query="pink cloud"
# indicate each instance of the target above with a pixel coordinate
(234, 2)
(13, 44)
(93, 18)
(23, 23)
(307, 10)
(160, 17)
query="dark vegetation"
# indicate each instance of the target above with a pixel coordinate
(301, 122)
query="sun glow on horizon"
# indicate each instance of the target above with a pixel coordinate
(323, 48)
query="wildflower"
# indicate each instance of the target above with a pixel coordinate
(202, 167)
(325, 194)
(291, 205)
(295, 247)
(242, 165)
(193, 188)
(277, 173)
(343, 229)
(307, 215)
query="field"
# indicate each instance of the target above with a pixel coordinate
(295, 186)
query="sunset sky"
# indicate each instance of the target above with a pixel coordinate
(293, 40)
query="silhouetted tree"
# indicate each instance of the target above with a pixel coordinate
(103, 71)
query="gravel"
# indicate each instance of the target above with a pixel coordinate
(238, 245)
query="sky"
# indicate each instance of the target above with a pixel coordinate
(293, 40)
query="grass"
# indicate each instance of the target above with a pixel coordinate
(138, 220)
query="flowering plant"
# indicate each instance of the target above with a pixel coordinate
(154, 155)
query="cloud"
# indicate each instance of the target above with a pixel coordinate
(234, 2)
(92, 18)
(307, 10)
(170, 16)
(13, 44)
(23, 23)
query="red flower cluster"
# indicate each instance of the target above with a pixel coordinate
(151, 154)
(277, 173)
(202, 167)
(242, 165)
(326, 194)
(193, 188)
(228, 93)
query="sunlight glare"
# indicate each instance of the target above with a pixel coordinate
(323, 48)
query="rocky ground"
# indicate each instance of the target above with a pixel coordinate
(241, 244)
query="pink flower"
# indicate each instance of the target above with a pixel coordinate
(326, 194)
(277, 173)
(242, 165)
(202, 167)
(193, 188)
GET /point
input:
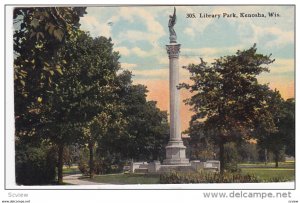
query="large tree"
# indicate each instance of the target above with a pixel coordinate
(227, 98)
(283, 138)
(85, 90)
(40, 34)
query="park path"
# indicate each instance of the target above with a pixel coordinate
(75, 180)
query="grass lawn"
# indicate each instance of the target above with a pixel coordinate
(126, 179)
(285, 170)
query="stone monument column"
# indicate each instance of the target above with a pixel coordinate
(175, 150)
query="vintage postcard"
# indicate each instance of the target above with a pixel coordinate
(151, 97)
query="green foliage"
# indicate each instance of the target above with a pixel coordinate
(206, 177)
(283, 113)
(35, 165)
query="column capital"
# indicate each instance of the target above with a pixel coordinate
(173, 50)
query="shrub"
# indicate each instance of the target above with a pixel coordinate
(204, 177)
(83, 167)
(35, 165)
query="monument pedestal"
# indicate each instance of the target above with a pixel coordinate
(175, 153)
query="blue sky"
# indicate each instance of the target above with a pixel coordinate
(141, 33)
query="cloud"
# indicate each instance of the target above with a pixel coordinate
(128, 66)
(124, 51)
(155, 73)
(95, 27)
(282, 65)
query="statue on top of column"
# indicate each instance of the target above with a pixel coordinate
(172, 22)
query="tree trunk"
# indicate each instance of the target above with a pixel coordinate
(60, 164)
(221, 156)
(91, 162)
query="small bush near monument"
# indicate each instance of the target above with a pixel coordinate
(205, 177)
(35, 165)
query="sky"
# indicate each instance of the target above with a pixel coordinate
(140, 34)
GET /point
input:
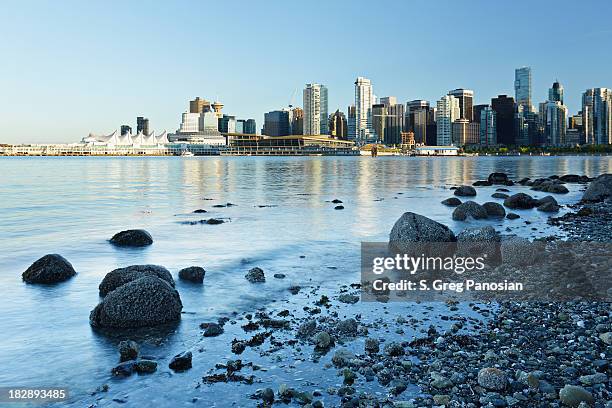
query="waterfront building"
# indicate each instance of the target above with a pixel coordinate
(555, 123)
(488, 127)
(597, 115)
(250, 127)
(446, 113)
(466, 132)
(466, 102)
(126, 130)
(338, 126)
(142, 125)
(276, 123)
(199, 105)
(315, 110)
(364, 99)
(351, 122)
(555, 93)
(503, 106)
(522, 88)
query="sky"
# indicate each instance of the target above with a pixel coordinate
(68, 68)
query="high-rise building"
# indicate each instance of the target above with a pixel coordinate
(199, 105)
(338, 126)
(446, 113)
(276, 123)
(126, 129)
(555, 93)
(466, 132)
(522, 88)
(315, 110)
(364, 99)
(297, 121)
(466, 102)
(488, 127)
(351, 122)
(504, 109)
(250, 127)
(597, 115)
(142, 125)
(555, 123)
(418, 117)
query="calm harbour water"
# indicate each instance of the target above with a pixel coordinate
(72, 206)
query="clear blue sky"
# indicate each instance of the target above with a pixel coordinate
(68, 68)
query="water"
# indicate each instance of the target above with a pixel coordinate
(72, 206)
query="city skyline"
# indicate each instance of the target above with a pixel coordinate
(94, 71)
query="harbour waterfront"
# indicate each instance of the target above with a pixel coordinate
(281, 211)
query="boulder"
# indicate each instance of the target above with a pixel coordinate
(51, 268)
(599, 189)
(498, 178)
(465, 191)
(520, 200)
(255, 275)
(494, 209)
(121, 276)
(573, 395)
(452, 202)
(144, 302)
(469, 209)
(132, 238)
(520, 251)
(193, 274)
(181, 362)
(415, 234)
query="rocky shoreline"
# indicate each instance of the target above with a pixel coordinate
(370, 354)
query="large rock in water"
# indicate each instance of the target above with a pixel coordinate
(121, 276)
(132, 238)
(50, 268)
(144, 302)
(415, 234)
(520, 200)
(469, 209)
(599, 189)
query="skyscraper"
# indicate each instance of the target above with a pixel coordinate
(503, 106)
(447, 112)
(466, 102)
(364, 99)
(597, 115)
(338, 125)
(276, 123)
(522, 87)
(315, 110)
(555, 93)
(488, 127)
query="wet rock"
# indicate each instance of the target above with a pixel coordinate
(452, 202)
(372, 345)
(465, 191)
(121, 276)
(413, 234)
(51, 268)
(494, 209)
(573, 395)
(492, 379)
(469, 209)
(128, 350)
(132, 238)
(520, 201)
(194, 274)
(181, 362)
(255, 275)
(145, 366)
(147, 301)
(599, 189)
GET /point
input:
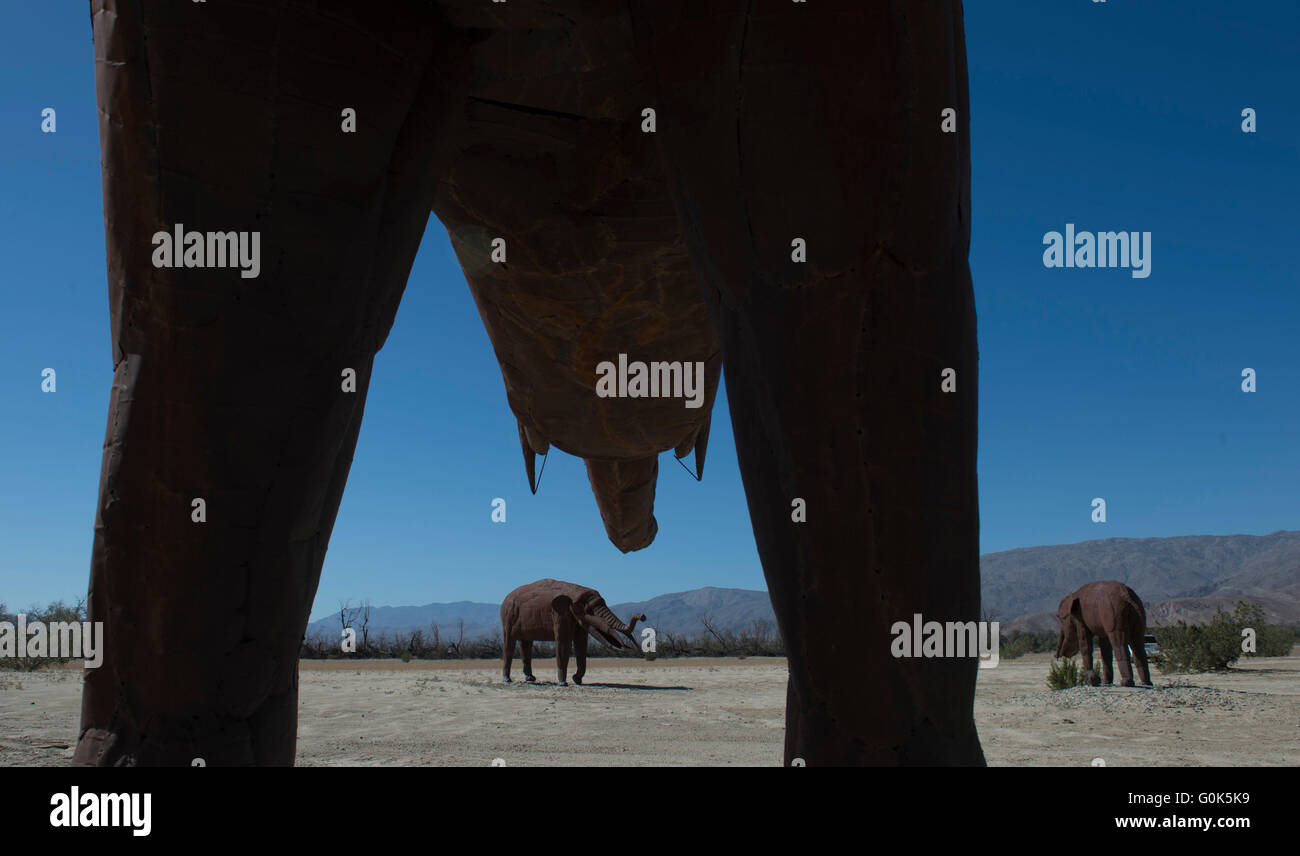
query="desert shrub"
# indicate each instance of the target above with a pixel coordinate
(1216, 645)
(1066, 673)
(1017, 644)
(56, 612)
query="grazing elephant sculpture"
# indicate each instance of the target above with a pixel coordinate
(1114, 614)
(564, 613)
(770, 190)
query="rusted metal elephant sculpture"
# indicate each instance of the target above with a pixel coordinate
(1114, 614)
(564, 613)
(763, 190)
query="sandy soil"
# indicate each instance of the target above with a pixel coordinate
(706, 712)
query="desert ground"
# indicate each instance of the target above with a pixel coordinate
(706, 712)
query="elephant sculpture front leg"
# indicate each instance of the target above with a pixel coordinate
(1119, 642)
(1090, 675)
(507, 656)
(563, 640)
(237, 400)
(828, 217)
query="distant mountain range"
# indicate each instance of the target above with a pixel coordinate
(1179, 578)
(679, 613)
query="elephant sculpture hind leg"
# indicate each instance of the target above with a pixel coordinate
(1108, 674)
(527, 651)
(1140, 658)
(580, 657)
(564, 631)
(789, 130)
(1119, 640)
(507, 656)
(237, 401)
********************
**What is needed:**
Give the material again exactly as it is, but keep the pictures out.

**Output of the exercise:**
query="pink cloud"
# indicate each instance of the target above with a pixel coordinate
(234, 2)
(13, 44)
(93, 18)
(23, 23)
(307, 10)
(160, 17)
query="dark vegetation"
# indicate each instance of the target above with a pixel coordinate
(301, 122)
query="sun glow on horizon"
# indicate each instance of the target above with a pixel coordinate
(323, 48)
query="wildflower"
# indicate each instance of the target above with a pixel coordinate
(202, 167)
(325, 194)
(291, 205)
(295, 247)
(242, 165)
(193, 188)
(277, 173)
(343, 229)
(307, 215)
query="field"
# indicate each instance of the target above with a pixel coordinate
(295, 186)
query="sunset sky"
# indicate each instance of the target above with a pixel coordinate
(293, 40)
query="silhouetted tree"
# indicate each instance of the target above with a pixel coordinate
(103, 71)
query="gravel"
# indicate each instance of the target above with a pixel coordinate
(238, 245)
query="sky"
# indicate each instance of the target above with a pixel coordinate
(293, 40)
query="grass"
# indicate each instance of the target above with a pixel coordinate
(138, 220)
query="flowering plant"
# indicate each instance of the target above with a pixel coordinate
(154, 155)
query="cloud"
# indicate each instance of the target above with a pixel coordinate
(234, 2)
(92, 18)
(307, 10)
(170, 16)
(13, 44)
(23, 23)
query="red flower cluster"
# indicate each instance of the target above with a pixel coordinate
(151, 154)
(277, 173)
(202, 167)
(242, 165)
(326, 194)
(193, 188)
(228, 93)
query="sunlight glare"
# indicate each instance of the target above with a pixel coordinate
(323, 48)
query="rocky ground"
# indicate each instance of the target above with a pixel coordinate
(241, 244)
query="pink flower"
# indicate each instance of the target above with a pixel coordinate
(326, 194)
(277, 173)
(242, 165)
(202, 167)
(193, 188)
GET /point
input:
query="large tree"
# indicate each instance of the target above with a pixel coordinate
(227, 98)
(283, 138)
(85, 90)
(40, 34)
query="park path"
# indicate each instance of the target above with a pixel coordinate
(75, 180)
query="grass lawn"
# indicate each instance of the target above with a pixel coordinate
(126, 179)
(285, 170)
query="stone monument column"
# indicate each instance of the target above with a pixel coordinate
(175, 150)
query="vintage postcard"
# indicate each instance of the target above with a pixel coordinate
(151, 97)
query="green foliage"
# indicate each instance of the target above with a pixel coordinate
(206, 177)
(283, 113)
(35, 165)
query="column capital"
# indicate each instance of the target above with a pixel coordinate
(173, 50)
query="shrub"
# indicate each instance of the target above with a pixel coordinate
(204, 177)
(83, 167)
(35, 165)
query="monument pedestal"
# indicate each instance of the target above with a pixel coordinate
(175, 153)
query="blue sky"
# indicate each instance of the target above with a pixel coordinate
(141, 33)
query="cloud"
# indicate each instance of the target above with a pixel coordinate
(128, 66)
(124, 51)
(155, 73)
(95, 27)
(282, 65)
query="statue on top of column"
# indicate each instance of the target above with a pixel coordinate
(172, 22)
query="tree trunk"
# indicate each instance of the target above with a pixel coordinate
(60, 164)
(221, 156)
(91, 162)
query="small bush near monument"
# indicate each instance of the target above with a pixel coordinate
(205, 177)
(35, 165)
query="sky"
# indicate each instance of the target above with a pixel coordinate
(140, 34)
GET /point
input:
query="waterfront building"
# indicate each instance of the target above with a pixel coordinate
(555, 123)
(488, 127)
(597, 115)
(250, 127)
(446, 113)
(466, 132)
(466, 102)
(126, 130)
(338, 126)
(142, 125)
(276, 123)
(199, 105)
(315, 110)
(364, 99)
(351, 122)
(555, 93)
(503, 106)
(522, 88)
query="sky"
# indicate each instance of the target above with a pixel coordinate
(68, 68)
query="high-rise building"
# indicate each instance of the target above with a pixel coordinate
(199, 105)
(338, 126)
(446, 113)
(276, 123)
(126, 129)
(555, 93)
(466, 132)
(522, 88)
(315, 110)
(364, 99)
(297, 121)
(466, 102)
(488, 127)
(351, 122)
(504, 109)
(250, 127)
(597, 115)
(142, 125)
(555, 123)
(418, 117)
query="calm harbour water"
# indicate each instance of the target above with a pixel coordinate
(72, 206)
query="clear blue sky"
# indicate each instance of the target above with a pixel coordinate
(68, 68)
query="water"
# indicate each instance of the target above with a pixel coordinate
(72, 206)
query="city skyline"
# indicate each instance of the target above with a pixel coordinate
(94, 71)
query="harbour waterfront"
# indicate each instance of the target above with a pixel coordinate
(281, 211)
query="boulder"
# indicate each instance of the target above with a pixel coordinate
(51, 268)
(599, 189)
(498, 178)
(465, 191)
(520, 200)
(255, 275)
(494, 209)
(121, 276)
(573, 395)
(452, 202)
(144, 302)
(469, 209)
(132, 238)
(520, 251)
(193, 274)
(181, 362)
(415, 234)
query="rocky shoreline"
# indicate each instance of the target above with a pixel coordinate
(370, 354)
query="large rock in water"
# indicate each instance of the target above with a pixel coordinate
(121, 276)
(132, 238)
(50, 268)
(144, 302)
(415, 234)
(520, 200)
(469, 209)
(599, 189)
query="skyscraper"
# indicate each instance of the target above with a pixel coordinate
(503, 106)
(447, 112)
(466, 102)
(364, 99)
(597, 115)
(338, 125)
(276, 123)
(522, 87)
(315, 110)
(555, 93)
(488, 127)
query="wet rock"
# indicate each instance of the target above with a pixel coordinate
(452, 202)
(372, 345)
(465, 191)
(121, 276)
(413, 234)
(51, 268)
(494, 209)
(573, 395)
(492, 379)
(469, 209)
(128, 350)
(132, 238)
(520, 201)
(194, 274)
(181, 362)
(255, 275)
(145, 366)
(147, 301)
(599, 189)
GET /point
input:
query="desert shrub"
# indicate each instance of the target above with a pixel coordinate
(1216, 645)
(1066, 673)
(1017, 644)
(56, 612)
query="grazing elephant sculpture"
# indicate each instance of the target above with a pixel coordinate
(1114, 614)
(564, 613)
(770, 190)
query="rusted metal elephant sculpture"
# indicate each instance of the target above with a pixel coordinate
(1114, 614)
(564, 613)
(763, 190)
query="sandy soil"
# indicate each instance of the target above with a pixel coordinate
(706, 712)
query="desert ground"
# indicate each instance of the target above with a pixel coordinate
(706, 712)
query="elephant sculpture front leg"
# indicate each instance of the target above with a pixel coordinate
(1119, 642)
(1090, 675)
(507, 656)
(563, 640)
(237, 400)
(828, 217)
query="distant mountain range"
# indicate each instance of the target above with a pixel coordinate
(1179, 578)
(679, 613)
query="elephant sculpture hind leg"
# indicate each instance of the target above with a pixel coordinate
(1108, 674)
(527, 651)
(1140, 658)
(580, 657)
(564, 631)
(789, 130)
(1119, 640)
(507, 656)
(237, 401)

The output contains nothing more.